*INSTRUCTIONS TO FOLLOW*: Repeat the lines from the one containing "Target: bird nest-like debris" through the one containing "238 196 L 246", copying each of them exactly.

*INPUT ROWS*:
-- BEGIN --
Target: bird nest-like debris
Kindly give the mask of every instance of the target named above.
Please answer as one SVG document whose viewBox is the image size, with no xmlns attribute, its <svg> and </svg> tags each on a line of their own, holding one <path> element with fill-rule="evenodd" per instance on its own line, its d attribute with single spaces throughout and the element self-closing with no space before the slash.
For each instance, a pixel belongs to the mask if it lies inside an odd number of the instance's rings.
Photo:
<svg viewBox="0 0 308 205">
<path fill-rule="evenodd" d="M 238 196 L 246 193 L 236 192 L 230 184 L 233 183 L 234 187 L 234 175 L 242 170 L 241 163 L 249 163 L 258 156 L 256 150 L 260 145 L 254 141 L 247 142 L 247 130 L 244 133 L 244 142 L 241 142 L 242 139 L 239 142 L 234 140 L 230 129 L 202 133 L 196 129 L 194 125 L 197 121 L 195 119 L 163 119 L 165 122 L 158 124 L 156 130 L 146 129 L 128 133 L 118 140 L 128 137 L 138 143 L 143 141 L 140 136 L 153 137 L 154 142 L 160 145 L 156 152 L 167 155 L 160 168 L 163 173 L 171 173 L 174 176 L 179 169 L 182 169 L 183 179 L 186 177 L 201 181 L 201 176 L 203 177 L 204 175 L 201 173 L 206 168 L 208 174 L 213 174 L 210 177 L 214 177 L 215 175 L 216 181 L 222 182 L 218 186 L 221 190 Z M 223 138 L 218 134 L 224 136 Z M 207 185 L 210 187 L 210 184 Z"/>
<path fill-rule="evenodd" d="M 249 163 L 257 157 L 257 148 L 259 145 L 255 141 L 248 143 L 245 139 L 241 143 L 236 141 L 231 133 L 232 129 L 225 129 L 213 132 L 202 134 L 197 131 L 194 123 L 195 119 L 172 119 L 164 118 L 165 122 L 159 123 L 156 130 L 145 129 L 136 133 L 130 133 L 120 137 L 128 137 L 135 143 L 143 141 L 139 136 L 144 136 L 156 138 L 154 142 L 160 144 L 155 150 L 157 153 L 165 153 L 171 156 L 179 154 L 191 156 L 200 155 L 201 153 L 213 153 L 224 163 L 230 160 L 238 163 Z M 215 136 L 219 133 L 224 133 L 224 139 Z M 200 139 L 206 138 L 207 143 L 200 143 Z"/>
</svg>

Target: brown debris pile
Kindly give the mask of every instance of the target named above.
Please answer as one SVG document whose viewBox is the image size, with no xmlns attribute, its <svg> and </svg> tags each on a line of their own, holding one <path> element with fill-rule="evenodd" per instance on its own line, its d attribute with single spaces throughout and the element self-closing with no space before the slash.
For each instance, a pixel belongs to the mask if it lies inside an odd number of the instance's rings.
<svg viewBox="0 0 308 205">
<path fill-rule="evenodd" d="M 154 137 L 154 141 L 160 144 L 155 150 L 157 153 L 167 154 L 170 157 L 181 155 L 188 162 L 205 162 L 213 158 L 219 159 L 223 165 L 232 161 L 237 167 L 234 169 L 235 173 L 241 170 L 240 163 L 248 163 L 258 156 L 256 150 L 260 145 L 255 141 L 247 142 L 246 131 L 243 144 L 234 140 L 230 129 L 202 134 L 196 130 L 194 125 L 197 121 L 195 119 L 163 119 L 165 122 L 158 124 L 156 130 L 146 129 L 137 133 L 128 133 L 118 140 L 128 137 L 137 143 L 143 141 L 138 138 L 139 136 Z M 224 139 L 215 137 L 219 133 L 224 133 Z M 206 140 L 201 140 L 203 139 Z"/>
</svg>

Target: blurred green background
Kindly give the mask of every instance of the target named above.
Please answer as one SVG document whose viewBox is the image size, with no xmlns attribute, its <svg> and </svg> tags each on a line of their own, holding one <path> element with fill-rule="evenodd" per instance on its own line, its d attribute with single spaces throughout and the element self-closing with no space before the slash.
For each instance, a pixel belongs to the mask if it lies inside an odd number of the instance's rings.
-- END --
-- BEGIN --
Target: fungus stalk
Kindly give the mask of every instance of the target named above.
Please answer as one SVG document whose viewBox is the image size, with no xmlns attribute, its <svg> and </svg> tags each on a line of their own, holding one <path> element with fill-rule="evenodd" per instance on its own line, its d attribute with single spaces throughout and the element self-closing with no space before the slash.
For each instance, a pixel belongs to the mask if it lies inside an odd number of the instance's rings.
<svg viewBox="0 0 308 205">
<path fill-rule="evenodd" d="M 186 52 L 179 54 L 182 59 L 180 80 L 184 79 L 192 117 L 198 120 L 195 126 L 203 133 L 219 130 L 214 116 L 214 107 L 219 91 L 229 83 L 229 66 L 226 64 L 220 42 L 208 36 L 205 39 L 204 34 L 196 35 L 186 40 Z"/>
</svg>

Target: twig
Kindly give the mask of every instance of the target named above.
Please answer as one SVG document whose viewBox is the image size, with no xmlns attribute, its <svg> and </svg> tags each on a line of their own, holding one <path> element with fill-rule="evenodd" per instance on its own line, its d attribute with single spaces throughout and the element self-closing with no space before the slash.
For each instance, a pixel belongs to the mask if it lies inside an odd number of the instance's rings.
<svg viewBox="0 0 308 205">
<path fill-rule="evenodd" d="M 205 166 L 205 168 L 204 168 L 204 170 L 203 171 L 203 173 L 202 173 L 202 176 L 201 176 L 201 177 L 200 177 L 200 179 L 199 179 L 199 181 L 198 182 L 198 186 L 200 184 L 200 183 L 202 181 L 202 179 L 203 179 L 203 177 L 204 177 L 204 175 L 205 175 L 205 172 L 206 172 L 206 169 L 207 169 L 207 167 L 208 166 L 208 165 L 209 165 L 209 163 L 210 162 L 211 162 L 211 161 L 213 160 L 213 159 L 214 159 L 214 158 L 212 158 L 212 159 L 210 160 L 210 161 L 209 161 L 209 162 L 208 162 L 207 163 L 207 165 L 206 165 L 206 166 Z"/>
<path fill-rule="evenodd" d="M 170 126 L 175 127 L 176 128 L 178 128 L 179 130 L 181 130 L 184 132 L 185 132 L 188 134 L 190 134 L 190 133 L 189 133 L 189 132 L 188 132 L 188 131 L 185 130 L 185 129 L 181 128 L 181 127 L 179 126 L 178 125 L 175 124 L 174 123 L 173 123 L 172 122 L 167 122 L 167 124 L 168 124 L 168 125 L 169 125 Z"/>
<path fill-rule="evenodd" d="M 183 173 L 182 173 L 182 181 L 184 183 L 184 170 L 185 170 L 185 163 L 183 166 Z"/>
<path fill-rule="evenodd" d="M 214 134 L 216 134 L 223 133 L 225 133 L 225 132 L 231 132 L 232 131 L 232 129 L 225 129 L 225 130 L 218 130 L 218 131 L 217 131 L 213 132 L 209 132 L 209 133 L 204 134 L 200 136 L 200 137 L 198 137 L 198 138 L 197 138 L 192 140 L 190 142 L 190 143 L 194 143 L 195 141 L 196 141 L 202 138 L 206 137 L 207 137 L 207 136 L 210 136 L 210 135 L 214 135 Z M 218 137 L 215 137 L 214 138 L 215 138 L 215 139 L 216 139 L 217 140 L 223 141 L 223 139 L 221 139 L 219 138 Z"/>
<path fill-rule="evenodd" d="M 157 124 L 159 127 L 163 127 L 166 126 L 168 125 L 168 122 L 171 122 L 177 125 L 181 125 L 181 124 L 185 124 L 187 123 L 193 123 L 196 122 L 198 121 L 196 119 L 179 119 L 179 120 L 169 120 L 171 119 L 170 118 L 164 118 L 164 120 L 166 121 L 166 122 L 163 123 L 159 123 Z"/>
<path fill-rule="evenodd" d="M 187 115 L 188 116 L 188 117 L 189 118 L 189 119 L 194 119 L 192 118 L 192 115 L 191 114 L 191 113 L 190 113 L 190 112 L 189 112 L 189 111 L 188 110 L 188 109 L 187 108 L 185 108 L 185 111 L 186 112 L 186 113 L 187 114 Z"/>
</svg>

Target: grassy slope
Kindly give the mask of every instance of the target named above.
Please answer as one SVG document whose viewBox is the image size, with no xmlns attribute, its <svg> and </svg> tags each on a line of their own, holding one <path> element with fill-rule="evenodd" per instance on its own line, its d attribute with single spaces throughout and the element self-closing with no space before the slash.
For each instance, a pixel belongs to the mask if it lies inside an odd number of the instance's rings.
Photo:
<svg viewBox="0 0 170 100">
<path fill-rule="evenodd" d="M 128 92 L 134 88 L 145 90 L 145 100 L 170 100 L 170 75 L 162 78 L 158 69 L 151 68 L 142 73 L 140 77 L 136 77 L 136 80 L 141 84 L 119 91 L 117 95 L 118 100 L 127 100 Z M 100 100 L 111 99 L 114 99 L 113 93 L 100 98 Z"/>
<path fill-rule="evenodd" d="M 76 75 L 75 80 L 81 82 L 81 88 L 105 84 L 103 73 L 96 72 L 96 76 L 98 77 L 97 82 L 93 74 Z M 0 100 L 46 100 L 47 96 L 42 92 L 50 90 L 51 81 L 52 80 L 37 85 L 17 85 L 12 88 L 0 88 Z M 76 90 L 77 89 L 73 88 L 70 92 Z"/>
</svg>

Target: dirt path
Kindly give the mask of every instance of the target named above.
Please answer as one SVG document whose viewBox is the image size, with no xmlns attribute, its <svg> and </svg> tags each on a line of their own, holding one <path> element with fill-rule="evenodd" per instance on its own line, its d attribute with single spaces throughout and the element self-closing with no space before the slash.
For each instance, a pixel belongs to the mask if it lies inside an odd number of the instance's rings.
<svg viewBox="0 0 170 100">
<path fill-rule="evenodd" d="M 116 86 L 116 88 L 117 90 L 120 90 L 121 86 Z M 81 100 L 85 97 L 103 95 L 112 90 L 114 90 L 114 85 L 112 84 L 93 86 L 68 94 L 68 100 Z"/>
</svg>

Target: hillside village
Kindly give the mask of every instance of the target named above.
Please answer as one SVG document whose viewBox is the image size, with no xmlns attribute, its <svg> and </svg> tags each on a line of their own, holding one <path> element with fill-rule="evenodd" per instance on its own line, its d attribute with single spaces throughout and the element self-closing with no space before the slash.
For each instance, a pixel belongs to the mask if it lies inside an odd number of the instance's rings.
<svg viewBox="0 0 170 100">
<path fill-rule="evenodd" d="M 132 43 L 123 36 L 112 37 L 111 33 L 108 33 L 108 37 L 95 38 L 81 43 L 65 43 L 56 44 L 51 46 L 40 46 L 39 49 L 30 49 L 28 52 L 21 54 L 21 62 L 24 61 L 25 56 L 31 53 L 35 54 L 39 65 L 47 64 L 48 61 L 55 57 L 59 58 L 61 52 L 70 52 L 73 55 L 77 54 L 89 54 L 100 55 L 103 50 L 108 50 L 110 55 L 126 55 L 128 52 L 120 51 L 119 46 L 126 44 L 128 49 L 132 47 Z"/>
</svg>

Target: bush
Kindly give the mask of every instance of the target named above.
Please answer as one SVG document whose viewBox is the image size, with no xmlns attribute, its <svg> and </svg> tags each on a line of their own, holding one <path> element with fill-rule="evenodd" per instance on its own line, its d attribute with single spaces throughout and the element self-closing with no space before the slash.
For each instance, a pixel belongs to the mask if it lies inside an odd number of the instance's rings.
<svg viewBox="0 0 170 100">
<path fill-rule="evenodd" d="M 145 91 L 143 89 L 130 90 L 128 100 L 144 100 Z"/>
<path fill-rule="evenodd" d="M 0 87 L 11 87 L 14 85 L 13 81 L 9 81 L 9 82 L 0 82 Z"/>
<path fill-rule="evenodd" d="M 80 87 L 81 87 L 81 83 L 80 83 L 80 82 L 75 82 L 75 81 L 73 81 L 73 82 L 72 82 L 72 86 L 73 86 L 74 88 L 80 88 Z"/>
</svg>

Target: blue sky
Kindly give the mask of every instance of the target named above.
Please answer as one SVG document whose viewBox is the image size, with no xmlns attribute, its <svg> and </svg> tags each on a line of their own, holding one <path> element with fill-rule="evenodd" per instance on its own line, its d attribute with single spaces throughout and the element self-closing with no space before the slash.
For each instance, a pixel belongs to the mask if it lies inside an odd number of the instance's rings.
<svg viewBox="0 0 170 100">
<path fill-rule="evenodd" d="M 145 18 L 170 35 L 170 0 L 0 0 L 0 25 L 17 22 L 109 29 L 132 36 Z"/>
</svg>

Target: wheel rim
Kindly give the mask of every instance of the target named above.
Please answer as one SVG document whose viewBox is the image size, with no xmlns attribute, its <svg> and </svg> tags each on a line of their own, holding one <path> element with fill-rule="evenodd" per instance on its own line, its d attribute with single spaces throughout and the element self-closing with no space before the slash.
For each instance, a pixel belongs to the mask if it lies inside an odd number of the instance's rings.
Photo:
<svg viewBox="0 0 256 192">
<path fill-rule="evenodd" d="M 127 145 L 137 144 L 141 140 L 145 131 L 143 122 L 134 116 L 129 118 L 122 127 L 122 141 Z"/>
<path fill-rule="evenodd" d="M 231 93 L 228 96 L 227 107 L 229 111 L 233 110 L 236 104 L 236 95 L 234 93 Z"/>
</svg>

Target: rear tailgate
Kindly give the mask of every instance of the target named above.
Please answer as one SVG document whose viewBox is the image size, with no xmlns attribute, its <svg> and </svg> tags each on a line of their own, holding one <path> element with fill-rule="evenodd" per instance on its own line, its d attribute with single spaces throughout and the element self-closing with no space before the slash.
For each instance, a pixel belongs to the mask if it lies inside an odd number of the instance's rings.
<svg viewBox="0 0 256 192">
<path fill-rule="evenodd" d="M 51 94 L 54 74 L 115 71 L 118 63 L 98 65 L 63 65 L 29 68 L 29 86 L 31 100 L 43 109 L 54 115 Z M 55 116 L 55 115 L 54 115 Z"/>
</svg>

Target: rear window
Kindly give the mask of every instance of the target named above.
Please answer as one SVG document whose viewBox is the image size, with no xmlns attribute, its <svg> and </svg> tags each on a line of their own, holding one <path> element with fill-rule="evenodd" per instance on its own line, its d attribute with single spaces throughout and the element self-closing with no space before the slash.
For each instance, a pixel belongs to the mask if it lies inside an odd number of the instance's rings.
-- END --
*RESULT*:
Target: bird nest-like debris
Kindly give the mask of every instance of the target named above.
Please answer as one SVG document whose viewBox is the image size, with no xmlns attribute, its <svg> and </svg> tags each on a line of their own, holding one <path> element with fill-rule="evenodd" per instance on its own line, its d attribute with single spaces throughout and the element self-closing with no space before the slash.
For each instance, a pixel belongs to the mask if it lies inside an odd number of the instance's rings.
Photo:
<svg viewBox="0 0 308 205">
<path fill-rule="evenodd" d="M 238 196 L 246 193 L 236 192 L 230 184 L 233 183 L 234 187 L 234 175 L 242 170 L 241 163 L 249 163 L 258 156 L 256 150 L 260 145 L 254 141 L 247 142 L 247 130 L 244 133 L 244 142 L 241 142 L 242 139 L 239 142 L 234 140 L 230 129 L 202 133 L 196 129 L 194 125 L 197 121 L 195 119 L 163 119 L 165 122 L 158 124 L 156 130 L 146 129 L 128 133 L 118 140 L 128 137 L 138 143 L 143 141 L 140 136 L 153 137 L 154 142 L 160 145 L 156 152 L 167 155 L 160 168 L 163 173 L 171 173 L 174 176 L 179 169 L 182 169 L 183 179 L 186 177 L 201 181 L 201 176 L 203 177 L 204 175 L 201 173 L 206 168 L 208 174 L 213 174 L 210 177 L 214 177 L 215 175 L 216 181 L 222 182 L 218 186 L 221 190 Z M 223 138 L 218 134 L 224 136 Z M 207 185 L 210 187 L 210 184 Z"/>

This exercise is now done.